A further preferred embodiment of the method according to the present technology is characterized in that an aqueous solution of the amine of the formula XI, preferably benzylamine, and the compound of the formula XII, preferably the compound of the formula XIIa, more preferably 2,5-dimethoxytetrahydrofuran, and the aqueous solution of 1,3-acetonedicarboxylic acid of the formula XIII are brought into contact with one another such that they are simultaneously metered in to a reaction vessel to give a reaction mixture. Here, the starting materials are brought into contact with one another continuously or else in portions spread over a relatively long period. It is of particular advantage here to use an aqueous solution of the amine of the formula XI, preferably benzylamine, and the compound of the formula XII, preferably the compound of the formula XIIa, more preferably 2,5-dimethoxytetrahydrofuran, with a pH of less than about 7. Preference is given to using a hydrochloric aqueous solution of the specified starting materials.

Through suitable selection of the reaction conditions, it is possible to arrange for the release of relatively large amounts of gaseous carbon dioxide, which occurs in the course of the reaction according to the present technology, in a manner which is technically easy to handle. If, for example, the 1,3-acetonedicarboxylic acid to be reacted is introduced continuously or in portions into the initially charged total amount of the other reactants spread over a relatively long period, the release rate of the gaseous by-product can be controlled. The same applies for the simultaneous addition of the starting materials if the reaction conditions are selected such that the reactants which are added simultaneously react directly at least for the large part and thus results in a continuous release of the gaseous by-product carbon dioxide. This is possible particularly if the reaction conditions, in particular the pH of the aqueous solutions used, are selected so that the reaction mixture which is obtained by bringing the starting materials into contact, has a pH of from about 1 to about 6, particularly preferably from about 2 to about 5 and especially preferably from about 3 to about 4.

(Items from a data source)
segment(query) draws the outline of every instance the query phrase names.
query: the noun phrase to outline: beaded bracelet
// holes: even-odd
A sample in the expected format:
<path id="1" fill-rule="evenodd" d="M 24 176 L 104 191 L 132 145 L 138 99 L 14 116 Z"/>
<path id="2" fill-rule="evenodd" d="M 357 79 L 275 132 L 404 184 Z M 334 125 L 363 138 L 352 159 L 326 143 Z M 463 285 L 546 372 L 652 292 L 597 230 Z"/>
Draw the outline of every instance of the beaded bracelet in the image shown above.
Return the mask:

- [PROBLEM SET]
(1) In the synthesis passage, what gaseous by-product is released during the reaction?
(2) Translate this sentence from the synthesis passage into Spanish: "Preference is given to using a hydrochloric aqueous solution of the specified starting materials."

- [ANSWERS TO THE TASKS]
(1) Carbon dioxide.

(2) Se da preferencia al uso de una solución acuosa clorhídrica de los materiales de partida especificados.